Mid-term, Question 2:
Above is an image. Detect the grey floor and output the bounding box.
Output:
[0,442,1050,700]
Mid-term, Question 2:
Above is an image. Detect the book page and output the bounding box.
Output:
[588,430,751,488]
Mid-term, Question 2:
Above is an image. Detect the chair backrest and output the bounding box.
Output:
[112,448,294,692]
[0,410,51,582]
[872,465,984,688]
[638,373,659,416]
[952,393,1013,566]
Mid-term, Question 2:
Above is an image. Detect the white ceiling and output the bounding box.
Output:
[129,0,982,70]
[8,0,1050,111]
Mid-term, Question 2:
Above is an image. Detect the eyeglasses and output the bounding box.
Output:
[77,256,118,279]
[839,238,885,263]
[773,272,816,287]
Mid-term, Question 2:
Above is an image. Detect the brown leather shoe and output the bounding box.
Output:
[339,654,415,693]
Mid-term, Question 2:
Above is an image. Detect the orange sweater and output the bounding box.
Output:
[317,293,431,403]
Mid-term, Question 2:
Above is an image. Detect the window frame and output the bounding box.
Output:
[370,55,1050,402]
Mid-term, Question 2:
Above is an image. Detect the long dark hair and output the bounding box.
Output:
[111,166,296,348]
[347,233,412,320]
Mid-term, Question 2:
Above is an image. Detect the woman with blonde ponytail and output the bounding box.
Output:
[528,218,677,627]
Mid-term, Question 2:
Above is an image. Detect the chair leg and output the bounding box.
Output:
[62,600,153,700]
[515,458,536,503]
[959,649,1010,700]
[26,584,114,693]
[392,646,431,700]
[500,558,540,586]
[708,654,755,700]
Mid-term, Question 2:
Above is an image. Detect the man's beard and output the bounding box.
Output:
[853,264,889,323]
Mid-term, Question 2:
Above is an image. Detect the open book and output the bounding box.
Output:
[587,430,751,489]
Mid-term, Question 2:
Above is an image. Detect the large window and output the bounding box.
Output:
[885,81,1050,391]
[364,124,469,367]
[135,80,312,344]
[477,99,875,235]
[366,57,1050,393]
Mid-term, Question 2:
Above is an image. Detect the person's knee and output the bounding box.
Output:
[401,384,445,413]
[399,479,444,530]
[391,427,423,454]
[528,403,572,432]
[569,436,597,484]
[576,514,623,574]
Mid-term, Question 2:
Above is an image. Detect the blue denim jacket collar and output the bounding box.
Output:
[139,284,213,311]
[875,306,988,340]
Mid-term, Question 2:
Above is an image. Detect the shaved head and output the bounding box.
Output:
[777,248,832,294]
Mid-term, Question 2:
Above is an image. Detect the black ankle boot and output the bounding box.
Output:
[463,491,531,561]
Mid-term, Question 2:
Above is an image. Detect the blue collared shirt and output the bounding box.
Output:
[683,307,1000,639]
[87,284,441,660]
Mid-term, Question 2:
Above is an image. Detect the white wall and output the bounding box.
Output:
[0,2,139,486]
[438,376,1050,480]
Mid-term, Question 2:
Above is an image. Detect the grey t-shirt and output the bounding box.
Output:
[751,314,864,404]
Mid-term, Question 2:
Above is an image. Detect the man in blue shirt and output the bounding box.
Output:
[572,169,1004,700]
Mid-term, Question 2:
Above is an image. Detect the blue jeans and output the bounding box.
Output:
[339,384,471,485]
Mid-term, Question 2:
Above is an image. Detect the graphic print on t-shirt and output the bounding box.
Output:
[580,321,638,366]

++++++++++

- WORK TO COMPLETE -
Copy all of the lines above word for word, keeping their original order.

- EXERCISE RESULT -
Mid-term, Question 2:
Above is an image. Detect the grey floor and output the bounding box.
Output:
[0,442,1050,700]
Mid-term, Question 2:
Above is an image. Detect the book page and output the bounding box.
Output:
[588,430,751,488]
Mid-term, Question 2:
Above is an image. Detect the chair backrest and output the bounding box.
Output:
[112,448,294,692]
[0,410,51,582]
[872,465,984,688]
[638,373,659,416]
[952,393,1013,566]
Mid-term, Question 2:
Above is an image. Detect the white ceiling and output the bounding box.
Output:
[129,0,982,70]
[8,0,1050,111]
Mid-term, Question 2:
Above is an image. Detect the eyeglasses and output the bounding box.
Output:
[77,256,118,279]
[839,238,885,263]
[773,272,816,287]
Mid-term, Question 2:
Above is an image. Detect the brown leather shoe and output the bounding box.
Output:
[339,654,415,693]
Mid-term, Question 2:
Above is an image. Detect the orange sweater and output the bounding box.
Output:
[317,293,431,403]
Mid-term, Question 2:
Above is an image. Detect the window frame and output the bounding box.
Output:
[370,55,1050,402]
Mid-term, Question 2:
Above is an image. Detect the long dark hair and output the bounding box.
Output:
[111,166,296,348]
[347,233,412,320]
Mid-term, Question 2:
Above is an image. Detect the woman with blonde ponytail and output the bounding box.
Output:
[528,218,677,627]
Mid-term, Question 2:
Above is an image. Detect the chair leg and output the bounding box.
Output:
[62,600,153,700]
[515,458,536,503]
[959,649,1010,700]
[26,584,114,693]
[392,646,431,700]
[500,558,540,586]
[708,654,755,700]
Mid-term, Question 2:
Above is an image. Detect the man's beard and output the bounding box.
Output:
[853,264,889,323]
Mid-term, Question 2:
Above is an image. Detect the open book and output the bounding box.
Output:
[587,430,751,489]
Mid-term, Question 2:
Above is an image. Detect the large window and output the bounding box.
Output:
[885,81,1050,391]
[364,124,469,367]
[135,80,312,344]
[477,99,875,235]
[366,57,1050,393]
Mid-term, Question 2:
Above is an image. Detect the person's knee and output the bounding box.
Output:
[401,384,445,413]
[399,479,444,530]
[391,427,423,454]
[528,403,572,432]
[569,436,597,484]
[576,514,623,574]
Mid-term, Question 2:
Above is an image. Detect the blue denim jacket collar and output the bounding box.
Output:
[139,284,213,311]
[875,306,988,340]
Mid-term, Question 2:
Above is an image. Detect the shaved head and output the bounding box.
Output:
[777,248,832,294]
Mid-term, Question 2:
Above is an image. Detect the black ankle boot and output the bounding box.
Output:
[463,491,531,561]
Mid-term, Question 2:
Above is an image. Detect the blue collared shirt and output the bounding box.
Output:
[683,307,1000,639]
[87,284,441,660]
Mid-term, Question 2:
Above is an image. Detect the white wall and output the bounding box.
Output:
[0,2,139,486]
[438,376,1050,480]
Mid-term, Question 2:
Above is an image. Detect the grey t-shirt and output the bounding box.
Output:
[751,314,864,404]
Mid-term, Question 2:
Above is an image. Detect the man in blue shirt and output the bounding box.
Output:
[572,169,1004,700]
Mid-term, Question 2:
Above is an image. Detect the blue jeans and output the bounding box.
Output:
[339,384,471,485]
Mid-term, Question 2:
Above is an image. Detect the graphic print on t-shirt and output the bounding box.
Output:
[580,321,638,366]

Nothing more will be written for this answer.